Referring expression data
-------------------------

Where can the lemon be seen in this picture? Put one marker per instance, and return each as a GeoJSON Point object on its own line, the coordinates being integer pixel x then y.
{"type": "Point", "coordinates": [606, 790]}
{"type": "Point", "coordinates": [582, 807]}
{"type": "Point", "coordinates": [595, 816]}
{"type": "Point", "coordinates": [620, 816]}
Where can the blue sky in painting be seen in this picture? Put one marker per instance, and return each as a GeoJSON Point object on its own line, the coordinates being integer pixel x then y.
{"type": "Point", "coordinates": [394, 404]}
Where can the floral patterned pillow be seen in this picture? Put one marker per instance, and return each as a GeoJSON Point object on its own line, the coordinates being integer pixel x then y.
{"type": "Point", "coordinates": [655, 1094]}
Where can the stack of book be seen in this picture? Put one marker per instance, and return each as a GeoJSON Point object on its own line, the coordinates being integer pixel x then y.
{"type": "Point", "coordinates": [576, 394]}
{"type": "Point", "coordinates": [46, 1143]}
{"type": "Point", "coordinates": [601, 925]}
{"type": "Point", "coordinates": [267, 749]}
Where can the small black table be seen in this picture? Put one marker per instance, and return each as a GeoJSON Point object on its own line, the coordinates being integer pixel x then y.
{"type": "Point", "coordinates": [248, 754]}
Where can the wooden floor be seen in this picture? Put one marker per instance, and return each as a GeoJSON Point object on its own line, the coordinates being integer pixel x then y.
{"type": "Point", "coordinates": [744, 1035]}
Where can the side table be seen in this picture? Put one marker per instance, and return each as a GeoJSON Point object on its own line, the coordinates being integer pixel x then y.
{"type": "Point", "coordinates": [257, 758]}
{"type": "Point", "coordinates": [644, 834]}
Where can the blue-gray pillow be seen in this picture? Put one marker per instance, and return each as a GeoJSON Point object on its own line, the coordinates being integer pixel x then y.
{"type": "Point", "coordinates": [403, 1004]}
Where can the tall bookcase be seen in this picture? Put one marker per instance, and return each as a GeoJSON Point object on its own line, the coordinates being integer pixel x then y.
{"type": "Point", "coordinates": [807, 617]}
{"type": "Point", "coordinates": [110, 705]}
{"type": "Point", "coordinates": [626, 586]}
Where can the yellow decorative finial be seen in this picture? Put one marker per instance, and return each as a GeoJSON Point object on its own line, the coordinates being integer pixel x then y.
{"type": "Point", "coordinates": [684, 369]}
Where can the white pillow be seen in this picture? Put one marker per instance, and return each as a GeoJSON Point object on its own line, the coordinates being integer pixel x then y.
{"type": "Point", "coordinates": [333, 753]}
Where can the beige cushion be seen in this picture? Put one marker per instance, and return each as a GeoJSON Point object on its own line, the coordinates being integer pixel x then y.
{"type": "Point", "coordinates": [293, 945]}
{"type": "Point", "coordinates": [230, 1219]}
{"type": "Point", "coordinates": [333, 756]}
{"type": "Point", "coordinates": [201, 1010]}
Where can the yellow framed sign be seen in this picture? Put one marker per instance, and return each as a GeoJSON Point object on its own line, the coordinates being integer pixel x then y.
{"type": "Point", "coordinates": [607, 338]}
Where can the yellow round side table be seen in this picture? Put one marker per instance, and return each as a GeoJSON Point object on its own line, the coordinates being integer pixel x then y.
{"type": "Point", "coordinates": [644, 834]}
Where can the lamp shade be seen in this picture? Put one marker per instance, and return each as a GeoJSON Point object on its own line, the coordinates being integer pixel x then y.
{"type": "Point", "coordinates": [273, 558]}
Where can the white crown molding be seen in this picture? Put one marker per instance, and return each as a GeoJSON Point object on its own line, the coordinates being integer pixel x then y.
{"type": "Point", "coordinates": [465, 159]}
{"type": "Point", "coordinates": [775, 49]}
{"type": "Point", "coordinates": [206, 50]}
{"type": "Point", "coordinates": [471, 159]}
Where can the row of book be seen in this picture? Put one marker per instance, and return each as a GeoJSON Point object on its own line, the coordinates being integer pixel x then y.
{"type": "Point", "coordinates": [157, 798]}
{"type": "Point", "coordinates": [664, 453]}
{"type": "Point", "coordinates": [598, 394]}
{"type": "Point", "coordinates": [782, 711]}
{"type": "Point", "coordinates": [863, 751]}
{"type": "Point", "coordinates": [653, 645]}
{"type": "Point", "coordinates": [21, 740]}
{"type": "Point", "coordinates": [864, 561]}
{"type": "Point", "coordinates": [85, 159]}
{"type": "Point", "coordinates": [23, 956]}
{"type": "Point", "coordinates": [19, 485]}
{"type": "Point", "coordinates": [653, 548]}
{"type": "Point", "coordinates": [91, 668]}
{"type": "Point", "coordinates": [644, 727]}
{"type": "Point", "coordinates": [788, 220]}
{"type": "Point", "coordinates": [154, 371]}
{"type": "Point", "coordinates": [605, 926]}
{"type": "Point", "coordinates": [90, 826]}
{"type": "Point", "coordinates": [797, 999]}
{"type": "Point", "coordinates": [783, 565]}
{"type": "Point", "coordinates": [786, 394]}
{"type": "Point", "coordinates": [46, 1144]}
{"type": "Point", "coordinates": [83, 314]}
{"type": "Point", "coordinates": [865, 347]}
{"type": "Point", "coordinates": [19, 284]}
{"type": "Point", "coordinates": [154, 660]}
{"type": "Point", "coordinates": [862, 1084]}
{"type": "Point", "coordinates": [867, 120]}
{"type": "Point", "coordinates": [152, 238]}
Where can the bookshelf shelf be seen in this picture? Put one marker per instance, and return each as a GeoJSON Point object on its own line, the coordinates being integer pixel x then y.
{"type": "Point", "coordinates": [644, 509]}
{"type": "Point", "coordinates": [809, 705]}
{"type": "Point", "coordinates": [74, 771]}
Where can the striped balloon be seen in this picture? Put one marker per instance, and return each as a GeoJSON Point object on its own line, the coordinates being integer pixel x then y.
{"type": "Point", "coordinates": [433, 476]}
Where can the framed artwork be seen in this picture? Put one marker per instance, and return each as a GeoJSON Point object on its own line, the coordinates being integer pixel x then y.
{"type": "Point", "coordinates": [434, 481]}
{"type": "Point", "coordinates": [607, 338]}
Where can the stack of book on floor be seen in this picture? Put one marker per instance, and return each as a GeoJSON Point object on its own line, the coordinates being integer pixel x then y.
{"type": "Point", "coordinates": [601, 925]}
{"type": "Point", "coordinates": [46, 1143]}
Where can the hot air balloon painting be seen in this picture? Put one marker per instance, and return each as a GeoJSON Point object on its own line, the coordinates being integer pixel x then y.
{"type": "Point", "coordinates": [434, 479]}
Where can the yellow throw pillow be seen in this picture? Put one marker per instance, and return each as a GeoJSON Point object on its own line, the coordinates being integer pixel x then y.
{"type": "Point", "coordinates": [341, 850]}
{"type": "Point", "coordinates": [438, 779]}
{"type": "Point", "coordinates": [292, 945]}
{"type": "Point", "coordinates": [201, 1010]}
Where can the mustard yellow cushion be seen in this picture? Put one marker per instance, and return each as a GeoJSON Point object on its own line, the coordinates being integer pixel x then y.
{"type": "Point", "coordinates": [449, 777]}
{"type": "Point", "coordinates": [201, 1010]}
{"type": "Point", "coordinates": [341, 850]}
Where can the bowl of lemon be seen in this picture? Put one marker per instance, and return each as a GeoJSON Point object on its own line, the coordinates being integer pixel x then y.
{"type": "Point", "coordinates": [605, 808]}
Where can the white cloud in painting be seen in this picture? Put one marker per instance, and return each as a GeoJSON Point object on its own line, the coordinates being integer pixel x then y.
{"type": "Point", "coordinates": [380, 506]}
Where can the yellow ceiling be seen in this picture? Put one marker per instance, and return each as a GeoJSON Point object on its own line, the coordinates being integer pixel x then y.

-------------------------

§ **Task prompt**:
All the data needs repeating. Return it exactly.

§ **Solution**:
Where can the lemon be seen in this picture? Put one marker per instance, and return each as a GeoJSON Point object on its own line, the coordinates being integer pixel x then y.
{"type": "Point", "coordinates": [606, 790]}
{"type": "Point", "coordinates": [582, 807]}
{"type": "Point", "coordinates": [595, 816]}
{"type": "Point", "coordinates": [620, 816]}
Where can the blue sky in painting be seen in this picture? Put one marker per instance, and return each as a GeoJSON Point object on its own line, the coordinates being integer pixel x then y.
{"type": "Point", "coordinates": [394, 404]}
Where can the floral patterned pillow be seen in this picture? Put one marker per instance, and return each as a GeoJSON Point object on its own line, the coordinates being integer pixel x then y.
{"type": "Point", "coordinates": [655, 1094]}
Where can the stack of book be seen in this picture? Put one marker per instance, and return each as a GeoJSON Point object on its own line, the coordinates being integer pixel x then y.
{"type": "Point", "coordinates": [576, 394]}
{"type": "Point", "coordinates": [46, 1143]}
{"type": "Point", "coordinates": [601, 925]}
{"type": "Point", "coordinates": [267, 749]}
Where can the small black table be seen in this picture? Put one marker per instance, and return each as a GeoJSON Point object on its own line, the coordinates being integer pixel x then y.
{"type": "Point", "coordinates": [248, 754]}
Where can the wooden floor be seen in this picture? Put one marker per instance, and return each as a GeoJSON Point object on its own line, the coordinates being integer pixel x then y.
{"type": "Point", "coordinates": [744, 1035]}
Where can the side table be seen in this picture? Put one marker per instance, and return each as a GeoJSON Point object on its own line, the coordinates being integer pixel x then y.
{"type": "Point", "coordinates": [257, 758]}
{"type": "Point", "coordinates": [644, 834]}
Where can the blue-gray pillow be seen in this picture? Put one marker per instance, and return each as a GeoJSON Point object on its own line, the coordinates being integer pixel x then y.
{"type": "Point", "coordinates": [403, 1004]}
Where can the tall bookcase be seen in this picture? Put one marker per instance, and return each as a GeoJSON Point object on its own line, the coordinates being integer pixel x then y.
{"type": "Point", "coordinates": [807, 617]}
{"type": "Point", "coordinates": [110, 705]}
{"type": "Point", "coordinates": [626, 586]}
Where can the yellow decorative finial be seen in this picture? Put one marker per instance, and return each as a GeoJSON Point object on its own line, the coordinates being integer pixel x then y.
{"type": "Point", "coordinates": [684, 369]}
Where can the white pillow be seen in this picture? Put one marker per instance, and return each as a GeoJSON Point object on its own line, the coordinates being integer pixel x then y.
{"type": "Point", "coordinates": [333, 753]}
Where can the beige cushion be seen in this picture? Put one marker per instance, and return each as a GeoJSON Point object on its own line, the coordinates being integer pixel x then y.
{"type": "Point", "coordinates": [293, 945]}
{"type": "Point", "coordinates": [230, 1219]}
{"type": "Point", "coordinates": [333, 756]}
{"type": "Point", "coordinates": [201, 1010]}
Where can the yellow framed sign be seen in this picture? Put one marker per instance, and return each as a GeoJSON Point object on its own line, the coordinates being integer pixel x then y.
{"type": "Point", "coordinates": [607, 338]}
Where can the yellow round side table be seen in this picture? Put one marker per instance, and return each as a GeoJSON Point object on its own line, the coordinates being integer pixel x then y.
{"type": "Point", "coordinates": [644, 834]}
Where can the lamp shade be seen in this picture? Put one marker per instance, and return each as a GeoJSON Point object on its own line, the coordinates being integer pixel x then y.
{"type": "Point", "coordinates": [273, 558]}
Where can the white crown molding be seen in this picture? Put one marker per instance, and return each as a GeoJSON Point object on its own line, the coordinates being integer pixel x then y.
{"type": "Point", "coordinates": [465, 159]}
{"type": "Point", "coordinates": [775, 49]}
{"type": "Point", "coordinates": [206, 50]}
{"type": "Point", "coordinates": [471, 159]}
Where can the row of book be seen in this picture? Put one marker per instance, and return each as a GeoJSON Point object on its own line, the coordinates being integer pixel x then y.
{"type": "Point", "coordinates": [157, 798]}
{"type": "Point", "coordinates": [664, 453]}
{"type": "Point", "coordinates": [598, 394]}
{"type": "Point", "coordinates": [782, 711]}
{"type": "Point", "coordinates": [863, 751]}
{"type": "Point", "coordinates": [653, 645]}
{"type": "Point", "coordinates": [21, 740]}
{"type": "Point", "coordinates": [864, 561]}
{"type": "Point", "coordinates": [85, 159]}
{"type": "Point", "coordinates": [23, 956]}
{"type": "Point", "coordinates": [19, 485]}
{"type": "Point", "coordinates": [653, 548]}
{"type": "Point", "coordinates": [91, 668]}
{"type": "Point", "coordinates": [644, 727]}
{"type": "Point", "coordinates": [788, 220]}
{"type": "Point", "coordinates": [154, 371]}
{"type": "Point", "coordinates": [605, 926]}
{"type": "Point", "coordinates": [90, 826]}
{"type": "Point", "coordinates": [797, 999]}
{"type": "Point", "coordinates": [783, 565]}
{"type": "Point", "coordinates": [786, 394]}
{"type": "Point", "coordinates": [46, 1144]}
{"type": "Point", "coordinates": [83, 314]}
{"type": "Point", "coordinates": [865, 347]}
{"type": "Point", "coordinates": [19, 284]}
{"type": "Point", "coordinates": [154, 660]}
{"type": "Point", "coordinates": [862, 1084]}
{"type": "Point", "coordinates": [867, 120]}
{"type": "Point", "coordinates": [152, 238]}
Where can the bookshelf shelf be seen in this picture? Put one marker per instance, and return each as a GeoJSON Point object on its own line, the coordinates being integer pixel x then y.
{"type": "Point", "coordinates": [644, 509]}
{"type": "Point", "coordinates": [809, 705]}
{"type": "Point", "coordinates": [74, 771]}
Where can the striped balloon be seen in this picture? Put one marker per instance, and return each as a GeoJSON Point object on its own line, the coordinates being integer pixel x then y.
{"type": "Point", "coordinates": [433, 476]}
Where can the framed artwork be seen in this picture? Put one marker per instance, and return each as a GeoJSON Point object on its own line, the coordinates being integer pixel x then y.
{"type": "Point", "coordinates": [434, 481]}
{"type": "Point", "coordinates": [607, 338]}
Where can the stack of book on floor be seen in this picture? Put one marker per instance, and return each as a GeoJSON Point object on its own line, the coordinates being integer pixel x then y.
{"type": "Point", "coordinates": [601, 925]}
{"type": "Point", "coordinates": [46, 1143]}
Where can the hot air balloon painting be seen in this picture? Put one marker per instance, and return each as a GeoJSON Point object on its own line, the coordinates being integer pixel x then y.
{"type": "Point", "coordinates": [434, 479]}
Where can the yellow throw pillow be seen in this picture? Put one marker per instance, and return each as a GeoJSON Point object on its own line, the coordinates being integer pixel x then y.
{"type": "Point", "coordinates": [341, 850]}
{"type": "Point", "coordinates": [438, 779]}
{"type": "Point", "coordinates": [292, 945]}
{"type": "Point", "coordinates": [201, 1010]}
Where can the mustard yellow cushion be seen in this picture? Put one marker per instance, and return each as a GeoJSON Point object on its own line, the coordinates being integer pixel x then y.
{"type": "Point", "coordinates": [449, 777]}
{"type": "Point", "coordinates": [201, 1010]}
{"type": "Point", "coordinates": [341, 850]}
Where can the bowl of lemon be seen in this picture? Put one marker per instance, and return each as a GeoJSON Point object on its own line, the coordinates being integer pixel x then y.
{"type": "Point", "coordinates": [605, 808]}
Where can the white cloud in painting be seen in this picture? Put one marker per instance, and return each as a GeoJSON Point object on its own line, the coordinates being integer pixel x then y.
{"type": "Point", "coordinates": [380, 506]}
Where can the yellow ceiling be seen in this picture? Put one marker per instance, and return each as a GeoJSON Point object on its own line, the coordinates being integer pixel x then y.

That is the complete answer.